Esercizio assegnato 1 => Estrai dalla presentazione del volume il passo compreso tra "Dedicato all’avventura culturale" e "e storia nazionale.", estremi inclusi.
Esercizio assegnato 2 => Prosegui la presentazione del volume a partire dalla sua ultima frase.

Documento =>
=====
Anno di pubblicazione: 2017

Dedicato all’avventura culturale di un uomo per la sua città, il volume offre una biografia individuale e collettiva al contempo, un caso-studio capace di fornire chiavi di lettura per una storia più ampia che da Cremona si irraggia in Europa e Oltreoceano. Non foss’altro per il suo raccontarci di identità e patrimonio culturale, di facilitatori e mediatori, ma anche di dopoguerra, di memoria breve e lunga, di intrecci tra storia locale e storia nazionale.
=====
Record di annotazione con coordinate
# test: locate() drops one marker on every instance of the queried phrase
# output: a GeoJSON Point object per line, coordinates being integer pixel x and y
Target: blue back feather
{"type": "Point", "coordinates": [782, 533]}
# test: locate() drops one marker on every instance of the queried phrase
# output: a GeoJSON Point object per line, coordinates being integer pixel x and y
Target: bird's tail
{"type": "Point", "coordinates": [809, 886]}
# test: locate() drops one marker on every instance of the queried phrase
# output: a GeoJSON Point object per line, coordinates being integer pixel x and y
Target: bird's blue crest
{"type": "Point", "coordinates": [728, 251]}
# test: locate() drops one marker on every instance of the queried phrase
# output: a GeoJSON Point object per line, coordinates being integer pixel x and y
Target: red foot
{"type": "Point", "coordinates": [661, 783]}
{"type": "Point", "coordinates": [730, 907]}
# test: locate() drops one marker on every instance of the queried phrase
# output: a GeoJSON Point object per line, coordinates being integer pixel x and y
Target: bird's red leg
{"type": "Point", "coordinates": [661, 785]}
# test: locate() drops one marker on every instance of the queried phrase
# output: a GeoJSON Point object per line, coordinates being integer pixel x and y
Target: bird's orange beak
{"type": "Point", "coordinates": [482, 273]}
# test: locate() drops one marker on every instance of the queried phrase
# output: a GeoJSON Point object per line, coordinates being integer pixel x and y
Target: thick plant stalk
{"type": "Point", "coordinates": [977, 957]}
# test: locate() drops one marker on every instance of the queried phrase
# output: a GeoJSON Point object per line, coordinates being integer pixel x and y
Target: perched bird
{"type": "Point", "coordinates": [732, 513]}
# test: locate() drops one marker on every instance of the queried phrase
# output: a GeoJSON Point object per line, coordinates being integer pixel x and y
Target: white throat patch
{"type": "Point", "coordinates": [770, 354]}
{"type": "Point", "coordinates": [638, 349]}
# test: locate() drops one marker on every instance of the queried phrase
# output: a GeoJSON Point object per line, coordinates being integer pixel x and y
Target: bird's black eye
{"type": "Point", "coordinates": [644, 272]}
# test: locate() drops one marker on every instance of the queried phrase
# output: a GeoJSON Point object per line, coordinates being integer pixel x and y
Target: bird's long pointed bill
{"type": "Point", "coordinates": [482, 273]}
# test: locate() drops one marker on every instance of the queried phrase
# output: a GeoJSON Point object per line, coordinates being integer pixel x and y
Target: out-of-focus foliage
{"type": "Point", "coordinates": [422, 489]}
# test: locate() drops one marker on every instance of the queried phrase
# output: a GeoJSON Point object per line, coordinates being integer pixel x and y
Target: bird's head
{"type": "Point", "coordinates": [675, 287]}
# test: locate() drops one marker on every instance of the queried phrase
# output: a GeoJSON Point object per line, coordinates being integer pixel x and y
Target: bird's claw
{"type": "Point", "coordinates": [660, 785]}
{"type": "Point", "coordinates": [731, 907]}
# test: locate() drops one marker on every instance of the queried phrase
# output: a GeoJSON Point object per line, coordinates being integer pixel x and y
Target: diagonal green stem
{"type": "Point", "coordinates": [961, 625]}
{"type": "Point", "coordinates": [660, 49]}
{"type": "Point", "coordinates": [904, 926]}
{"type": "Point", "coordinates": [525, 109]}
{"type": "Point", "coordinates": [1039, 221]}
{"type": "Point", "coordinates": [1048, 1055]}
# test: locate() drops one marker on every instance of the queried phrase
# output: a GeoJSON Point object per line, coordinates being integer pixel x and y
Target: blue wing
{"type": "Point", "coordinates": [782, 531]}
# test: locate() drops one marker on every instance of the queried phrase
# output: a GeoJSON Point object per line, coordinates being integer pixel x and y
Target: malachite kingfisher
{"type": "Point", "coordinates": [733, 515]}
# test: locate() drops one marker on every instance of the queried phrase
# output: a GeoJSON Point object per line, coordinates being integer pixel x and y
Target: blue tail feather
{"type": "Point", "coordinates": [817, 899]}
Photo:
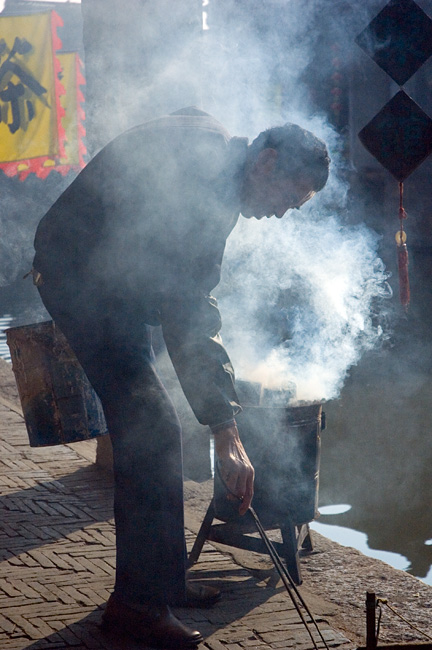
=====
Risultato 1 =>
Dedicato all’avventura culturale di un uomo per la sua città, il volume offre una biografia individuale e collettiva al contempo, un caso-studio capace di fornire chiavi di lettura per una storia più ampia che da Cremona si irraggia in Europa e Oltreoceano. Non foss’altro per il suo raccontarci di identità e patrimonio culturale, di facilitatori e mediatori, ma anche di dopoguerra, di memoria breve e lunga, di intrecci tra storia locale e storia nazionale.

Risultato 2 =>
L’architettura del libro si muove a più livelli: una storia che ricorda quella dei Monuments Men attivi alla fine della seconda guerra mondiale per recuperare i tesori sottratti a musei pubblici e collezioni private durante l’occupazione nazista; l’analisi, svolta con la sensibilità della storia della pedagogia e dell’educazione, della costruzione di un’identità territoriale, a completare un cammino iniziato a ridosso dell’Unità, quando Cremona dovette ripensarsi su scala nazionale. Quasi uno spin-off delle ricerche precedenti, il racconto coniuga la singola vicenda – culminata nell’acquisto del capostipite delle collezioni cremonesi di archi – con un affresco della sfida identitaria per Cremona nel secondo dopoguerra: non poter esibire la dimora del suo illustre figlio Stradivari, ma neanche manufatti della sua arte, divenne a un certo punto un problema alimentato, come spesso accade, dallo sguardo altrui, quello dei turisti e dei visitatori stranieri. Così Alfredo Puerari, dal 1936 alla guida dell’Ept e dal 1947 direttore dei Musei Civici, insofferente verso il turismo popolaresco, festaiolo e folcloristico (p. 36), investì su Cremona come città d’arte per recuperarle una dimensione spirituale ed estetica sentita come necessaria dopo la follia distruttiva della guerra (p. 45).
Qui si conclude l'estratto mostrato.